Short problem
Can you format the material below as a Markdown table with the columns Row and Line, one numbered row per line and blank lines left out?

Information supplied
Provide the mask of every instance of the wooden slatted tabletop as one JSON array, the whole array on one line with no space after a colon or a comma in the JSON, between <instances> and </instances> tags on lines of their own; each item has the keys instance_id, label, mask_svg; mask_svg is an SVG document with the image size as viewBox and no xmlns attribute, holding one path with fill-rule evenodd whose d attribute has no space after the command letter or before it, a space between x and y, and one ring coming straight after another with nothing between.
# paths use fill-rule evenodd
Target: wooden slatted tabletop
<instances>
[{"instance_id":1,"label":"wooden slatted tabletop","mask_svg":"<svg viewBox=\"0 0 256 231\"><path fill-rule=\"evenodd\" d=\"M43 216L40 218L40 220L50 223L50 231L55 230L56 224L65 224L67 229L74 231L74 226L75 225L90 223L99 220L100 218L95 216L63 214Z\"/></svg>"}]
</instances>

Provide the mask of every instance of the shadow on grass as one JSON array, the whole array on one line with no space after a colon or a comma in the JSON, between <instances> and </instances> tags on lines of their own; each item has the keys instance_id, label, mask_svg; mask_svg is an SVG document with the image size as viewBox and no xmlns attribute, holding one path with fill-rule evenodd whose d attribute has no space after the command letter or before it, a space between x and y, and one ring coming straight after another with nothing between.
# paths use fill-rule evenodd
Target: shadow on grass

Result below
| Row | Line |
|---|---|
| 1 | Provide the mask of every instance of the wooden slatted tabletop as one JSON array, the whole array on one line with no space after a colon or a comma in the JSON, between <instances> and </instances> tags on lines of their own; each item has the keys instance_id, label, mask_svg; mask_svg is an SVG document with the image size as viewBox and no xmlns attribute, holding one path with fill-rule evenodd whose d attribute has no space after the command letter or before it, a space between x and y, and one ring coming straight after another with nothing between. |
| 2 | # paths use fill-rule evenodd |
| 3 | Target: wooden slatted tabletop |
| 4 | <instances> |
| 5 | [{"instance_id":1,"label":"wooden slatted tabletop","mask_svg":"<svg viewBox=\"0 0 256 231\"><path fill-rule=\"evenodd\" d=\"M43 216L40 218L40 220L50 223L50 231L55 230L56 224L65 224L67 229L74 231L74 226L75 225L90 223L99 220L100 218L95 216L63 214Z\"/></svg>"}] |
| 6 | </instances> |
| 7 | Provide the mask of every instance of the shadow on grass as one JSON array, the whole array on one line with no space after a colon or a comma in the JSON, between <instances> and </instances> tags on lines of their own; each item has the keys instance_id, label, mask_svg; mask_svg is an SVG document with the image size as viewBox and no xmlns attribute, holding one path with fill-rule evenodd whose d attribute has no space after the command letter or before it, a space between x and y, and one ring coming straight after another with nothing between. |
| 8 | # paths use fill-rule evenodd |
| 9 | Target: shadow on grass |